Rewrite everything from the line containing "Question: Locate the island coastline" down through the line containing "[68,56,592,370]", replacing "island coastline" with "island shoreline" and leaving all else in that data unchanged.
===== DATA TO USE =====
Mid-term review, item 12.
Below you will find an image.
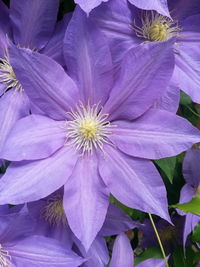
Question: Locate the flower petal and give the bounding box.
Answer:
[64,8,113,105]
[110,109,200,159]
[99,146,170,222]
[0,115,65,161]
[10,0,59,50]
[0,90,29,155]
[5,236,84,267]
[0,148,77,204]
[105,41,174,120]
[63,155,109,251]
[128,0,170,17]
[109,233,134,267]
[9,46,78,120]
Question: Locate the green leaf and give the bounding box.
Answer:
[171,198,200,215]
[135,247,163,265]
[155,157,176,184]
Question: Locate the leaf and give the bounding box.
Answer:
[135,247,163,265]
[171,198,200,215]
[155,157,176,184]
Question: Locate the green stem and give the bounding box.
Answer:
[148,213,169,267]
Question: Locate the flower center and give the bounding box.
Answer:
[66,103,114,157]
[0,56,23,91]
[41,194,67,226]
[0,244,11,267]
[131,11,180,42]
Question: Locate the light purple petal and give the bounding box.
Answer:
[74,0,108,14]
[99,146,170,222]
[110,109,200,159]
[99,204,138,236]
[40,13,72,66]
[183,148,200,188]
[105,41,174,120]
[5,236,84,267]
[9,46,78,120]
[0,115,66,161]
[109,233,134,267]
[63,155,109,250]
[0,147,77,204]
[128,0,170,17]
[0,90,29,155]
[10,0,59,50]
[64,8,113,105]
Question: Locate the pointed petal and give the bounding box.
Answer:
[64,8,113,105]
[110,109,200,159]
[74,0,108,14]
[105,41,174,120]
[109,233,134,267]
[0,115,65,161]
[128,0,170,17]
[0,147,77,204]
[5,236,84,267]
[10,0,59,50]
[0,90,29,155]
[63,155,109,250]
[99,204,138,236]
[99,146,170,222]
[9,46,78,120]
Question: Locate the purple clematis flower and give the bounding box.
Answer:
=====
===== DATA TO USE =====
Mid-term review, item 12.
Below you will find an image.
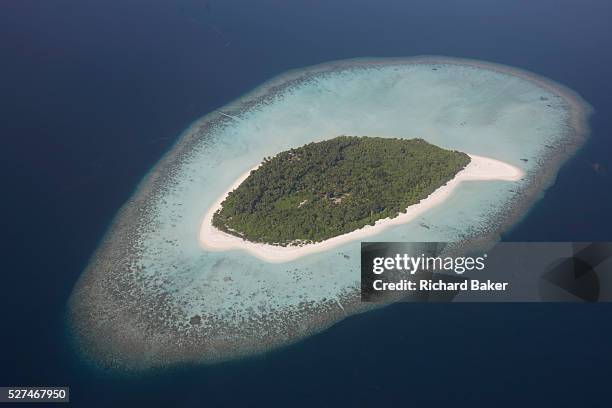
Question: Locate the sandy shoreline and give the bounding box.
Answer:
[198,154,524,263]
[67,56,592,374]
=====
===== DATA TO USE =====
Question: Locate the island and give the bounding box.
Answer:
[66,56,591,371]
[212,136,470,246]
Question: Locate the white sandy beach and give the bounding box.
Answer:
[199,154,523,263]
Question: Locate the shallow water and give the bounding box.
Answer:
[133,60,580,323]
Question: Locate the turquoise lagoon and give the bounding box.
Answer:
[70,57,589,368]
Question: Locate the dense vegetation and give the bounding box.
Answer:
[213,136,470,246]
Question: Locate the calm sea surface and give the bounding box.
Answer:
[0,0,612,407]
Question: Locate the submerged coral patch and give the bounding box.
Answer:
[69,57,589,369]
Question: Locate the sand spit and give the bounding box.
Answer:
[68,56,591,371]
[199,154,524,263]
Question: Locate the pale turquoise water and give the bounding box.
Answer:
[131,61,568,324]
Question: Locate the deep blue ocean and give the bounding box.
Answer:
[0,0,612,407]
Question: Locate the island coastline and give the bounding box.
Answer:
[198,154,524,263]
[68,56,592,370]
=====
• _OUTPUT OF THE TASK_
Question: Locate the island shoreline and give the bounding box.
Answer:
[198,154,524,263]
[68,56,592,370]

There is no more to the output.